*EXERCISE DESCRIPTION:*
If a line in the data has the string "bicycle", please show it.

*RECORDS SHOWN:*
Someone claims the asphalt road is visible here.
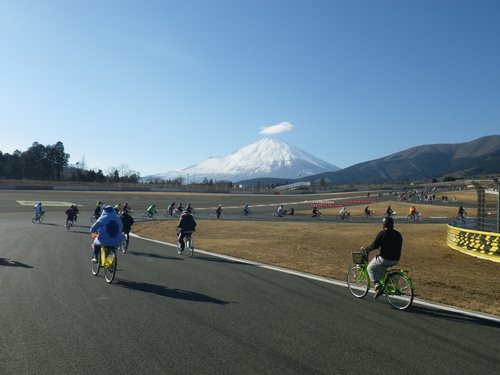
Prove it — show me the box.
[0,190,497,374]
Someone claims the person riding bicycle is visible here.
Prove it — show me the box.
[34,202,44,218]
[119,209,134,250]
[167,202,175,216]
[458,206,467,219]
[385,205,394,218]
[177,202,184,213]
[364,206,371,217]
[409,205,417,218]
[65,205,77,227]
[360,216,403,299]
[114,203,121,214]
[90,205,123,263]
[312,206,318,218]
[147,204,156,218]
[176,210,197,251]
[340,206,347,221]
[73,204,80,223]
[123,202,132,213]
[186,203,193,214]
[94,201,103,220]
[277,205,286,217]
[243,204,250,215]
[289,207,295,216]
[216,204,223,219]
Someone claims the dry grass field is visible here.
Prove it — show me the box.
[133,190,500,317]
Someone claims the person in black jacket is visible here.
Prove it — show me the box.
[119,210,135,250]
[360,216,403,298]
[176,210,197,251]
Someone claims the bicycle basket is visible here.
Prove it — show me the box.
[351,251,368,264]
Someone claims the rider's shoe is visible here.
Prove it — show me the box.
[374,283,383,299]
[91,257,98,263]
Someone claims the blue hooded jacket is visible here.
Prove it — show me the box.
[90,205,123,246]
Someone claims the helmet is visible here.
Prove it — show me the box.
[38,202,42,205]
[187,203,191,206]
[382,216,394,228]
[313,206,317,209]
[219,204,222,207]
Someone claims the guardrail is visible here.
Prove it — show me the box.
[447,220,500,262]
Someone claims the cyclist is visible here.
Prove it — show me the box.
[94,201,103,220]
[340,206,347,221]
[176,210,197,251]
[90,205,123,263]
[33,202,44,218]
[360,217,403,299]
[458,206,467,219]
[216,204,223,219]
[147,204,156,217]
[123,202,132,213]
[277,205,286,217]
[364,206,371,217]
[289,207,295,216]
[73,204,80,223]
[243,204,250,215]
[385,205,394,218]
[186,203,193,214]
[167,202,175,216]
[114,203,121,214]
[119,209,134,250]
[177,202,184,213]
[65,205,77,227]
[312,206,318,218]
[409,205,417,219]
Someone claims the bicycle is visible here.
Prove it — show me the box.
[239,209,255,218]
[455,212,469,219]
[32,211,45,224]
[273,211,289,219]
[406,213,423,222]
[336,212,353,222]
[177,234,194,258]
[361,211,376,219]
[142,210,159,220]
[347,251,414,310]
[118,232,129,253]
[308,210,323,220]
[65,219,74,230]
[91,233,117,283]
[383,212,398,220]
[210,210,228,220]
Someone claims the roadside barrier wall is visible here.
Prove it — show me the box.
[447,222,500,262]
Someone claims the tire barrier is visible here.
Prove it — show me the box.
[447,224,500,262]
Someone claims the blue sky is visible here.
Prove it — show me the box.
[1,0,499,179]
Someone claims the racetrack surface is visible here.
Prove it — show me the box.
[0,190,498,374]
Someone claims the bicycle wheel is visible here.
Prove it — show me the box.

...

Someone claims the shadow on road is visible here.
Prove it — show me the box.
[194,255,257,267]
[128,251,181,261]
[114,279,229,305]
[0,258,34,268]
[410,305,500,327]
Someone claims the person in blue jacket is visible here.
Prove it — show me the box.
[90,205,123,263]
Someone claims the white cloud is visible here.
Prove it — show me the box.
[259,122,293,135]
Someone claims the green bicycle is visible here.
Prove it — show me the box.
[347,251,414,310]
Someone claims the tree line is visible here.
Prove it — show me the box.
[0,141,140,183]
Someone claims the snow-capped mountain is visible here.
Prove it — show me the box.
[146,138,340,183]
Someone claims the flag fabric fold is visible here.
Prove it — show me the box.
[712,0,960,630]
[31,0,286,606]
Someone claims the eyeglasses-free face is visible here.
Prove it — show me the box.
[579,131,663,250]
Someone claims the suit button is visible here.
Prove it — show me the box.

*RESULT FOR THIS EXERCISE:*
Someone claims the person riding bicycle is visible here.
Someone claims the bicycle basket is visible here.
Someone claims the bicycle is visible here.
Someone claims the bicycle wheel is visible here.
Someone claims the green bicycle is visible here.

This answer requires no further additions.